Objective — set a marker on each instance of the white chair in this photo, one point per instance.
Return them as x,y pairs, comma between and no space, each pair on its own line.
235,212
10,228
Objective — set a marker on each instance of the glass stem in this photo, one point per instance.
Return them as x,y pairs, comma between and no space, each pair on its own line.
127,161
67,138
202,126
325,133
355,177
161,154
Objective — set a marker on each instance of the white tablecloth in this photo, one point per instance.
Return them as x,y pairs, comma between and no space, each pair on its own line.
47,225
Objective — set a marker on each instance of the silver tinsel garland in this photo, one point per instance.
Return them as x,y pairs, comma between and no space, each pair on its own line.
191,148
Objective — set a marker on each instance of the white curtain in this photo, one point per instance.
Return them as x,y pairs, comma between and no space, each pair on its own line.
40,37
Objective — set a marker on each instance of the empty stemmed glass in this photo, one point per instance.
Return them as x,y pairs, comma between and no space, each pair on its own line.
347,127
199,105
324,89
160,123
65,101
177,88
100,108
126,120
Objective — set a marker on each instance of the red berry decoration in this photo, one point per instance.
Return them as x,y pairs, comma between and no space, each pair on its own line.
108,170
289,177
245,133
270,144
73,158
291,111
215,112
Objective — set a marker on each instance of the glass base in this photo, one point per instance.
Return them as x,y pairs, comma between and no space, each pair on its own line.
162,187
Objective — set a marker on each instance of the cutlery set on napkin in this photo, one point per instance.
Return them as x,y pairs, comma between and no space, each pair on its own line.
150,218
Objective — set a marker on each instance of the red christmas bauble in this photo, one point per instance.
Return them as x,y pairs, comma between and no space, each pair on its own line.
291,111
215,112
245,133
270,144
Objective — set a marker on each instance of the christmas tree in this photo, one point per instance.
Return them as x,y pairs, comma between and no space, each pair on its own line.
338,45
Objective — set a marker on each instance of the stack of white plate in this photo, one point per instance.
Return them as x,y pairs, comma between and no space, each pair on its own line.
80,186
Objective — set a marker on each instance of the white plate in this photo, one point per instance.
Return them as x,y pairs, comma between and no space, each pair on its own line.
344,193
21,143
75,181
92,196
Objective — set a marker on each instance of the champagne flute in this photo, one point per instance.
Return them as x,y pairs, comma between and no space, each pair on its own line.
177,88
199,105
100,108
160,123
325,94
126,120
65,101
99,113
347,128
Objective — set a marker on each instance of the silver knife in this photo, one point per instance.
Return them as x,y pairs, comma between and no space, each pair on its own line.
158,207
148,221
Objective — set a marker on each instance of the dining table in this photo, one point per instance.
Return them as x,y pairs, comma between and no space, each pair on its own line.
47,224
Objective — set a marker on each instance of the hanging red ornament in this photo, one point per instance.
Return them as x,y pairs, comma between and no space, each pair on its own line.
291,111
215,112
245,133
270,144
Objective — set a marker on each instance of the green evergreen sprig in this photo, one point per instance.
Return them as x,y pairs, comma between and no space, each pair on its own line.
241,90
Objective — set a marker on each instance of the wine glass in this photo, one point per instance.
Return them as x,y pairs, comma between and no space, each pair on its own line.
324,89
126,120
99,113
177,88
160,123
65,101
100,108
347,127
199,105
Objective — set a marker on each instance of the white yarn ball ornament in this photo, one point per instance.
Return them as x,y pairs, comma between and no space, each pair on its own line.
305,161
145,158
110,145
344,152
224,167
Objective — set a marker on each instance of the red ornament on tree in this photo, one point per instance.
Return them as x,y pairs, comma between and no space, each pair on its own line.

## WORK TO DO
Give every line of the rows above as a numbered list, leaving out any blank lines.

## RESULT FOR THIS EXERCISE
1. Objective — set a marker on each instance of the white chair in this photo, one point per instance.
2. Return them as x,y pairs, comma between and no space, each pair on its own line.
3. 235,212
4. 10,228
5. Objective — set a marker on each instance of the glass stem in this photo, one point per instance.
6. Return them as x,y pairs, comma between and no space, each pair on its own line.
7. 127,161
8. 67,138
9. 202,126
10. 325,133
11. 355,177
12. 161,154
13. Objective — set a marker on each instance of the white tablecloth in this photo, one point per instance.
14. Return them as x,y pairs, comma between and no space, each pair on its own line.
15. 47,225
16. Objective — set a marker on each instance of the silver tinsel garland in this photo, one point per instance.
17. Return them as x,y pairs, comma between and no space, each pair on its own line.
18. 191,148
19. Objective — set a marker on each instance of the white curtain in this photo, one point per instance.
20. Return them as x,y pairs, comma between and no space, each pair on its own line.
21. 40,37
22. Objective — set a marker on each instance of the empty stemmed glass in this photo, one point per instance.
23. Return them as x,y pairs, comma between and no space, each pair on its own line.
24. 347,127
25. 199,105
26. 324,89
27. 160,123
28. 65,101
29. 177,88
30. 100,108
31. 126,120
32. Objective — set a marker on each instance of the red berry decoration in this photo, one point per instance.
33. Return them as x,y pairs, comma between and no space, each pair on its own line.
34. 108,170
35. 289,177
36. 245,133
37. 270,144
38. 73,158
39. 291,111
40. 215,112
41. Objective — set a marker on each instance of the glass base in this photo, one point per instance.
42. Return them as x,y pairs, comma between and no space, each pair on its own line.
43. 162,187
44. Objective — set a marker on each instance of the cutlery set on napkin in this photo, one point per instance.
45. Return them as x,y pairs, comma between and no space, each pair on its own line.
46. 150,218
47. Objective — set a marker on each instance of the red christmas bauble in this photo, one point per instance.
48. Return them as x,y pairs, comma between and no space, each pair on its own line.
49. 291,111
50. 215,112
51. 245,133
52. 270,144
53. Objective — set a marker on each instance of the christmas tree in this photo, one point per instance.
54. Return them as x,y pairs, comma between and no space, each pair on its own line.
55. 338,45
56. Objective — set a marker on each instance of the stack of white plate in this photo, one point per instance.
57. Return them as x,y pairs, comma between and no space, each pair on its own line.
58. 80,186
59. Objective — set a marker on each instance of the white plate in this photo, one point per instance.
60. Return them as x,y pairs, comma between and no space, each pair on its own line.
61. 344,193
62. 21,143
63. 75,181
64. 92,196
65. Objective — set a marker on each instance of the champagne flute in this photo, one point per instance.
66. Return them as x,y pairs, comma between and no space, each pair on its own line.
67. 177,88
68. 199,105
69. 100,108
70. 160,123
71. 325,94
72. 126,120
73. 65,101
74. 99,113
75. 347,128
76. Objective — set a marker on each instance of the silver knife in this photo, one point per instance.
77. Return them as x,y pairs, comma between and no space, each pair on its own line.
78. 158,207
79. 148,221
80. Objective — set a marker on each instance of the dining table in this photo, one point per instance.
81. Return them as x,y pairs, comma between and no space, each pair on its own line.
82. 47,224
83. Objective — set a marker on each instance of the hanging red ornament in this photo, one point per instance.
84. Return them as x,y pairs, comma between and no space, each pair on its own line.
85. 291,111
86. 215,112
87. 245,133
88. 270,144
89. Objective — set a marker on each instance of the green evergreen sprig in this photo, one point per instance.
90. Return them as x,y pairs, comma between and no space, each pair on its own line.
91. 241,90
92. Objective — set a marker on each instance of the wine glass in this photo, one point per instance.
93. Return them as x,y pairs, comma between and no space, each pair on its own line.
94. 324,89
95. 126,120
96. 99,113
97. 177,88
98. 160,123
99. 65,101
100. 100,108
101. 347,127
102. 199,105
103. Objective — set a marker on each instance of the white yarn ball ornament in this photo, one point per instance.
104. Return them as x,y pairs, comma between and no space, each pair on its own line.
105. 305,161
106. 145,158
107. 110,145
108. 344,152
109. 224,167
110. Objective — set a marker on each instance of the red ornament on tree in this photo, one point per instance.
111. Return them as x,y pairs, comma between and no space, each pair on its own line.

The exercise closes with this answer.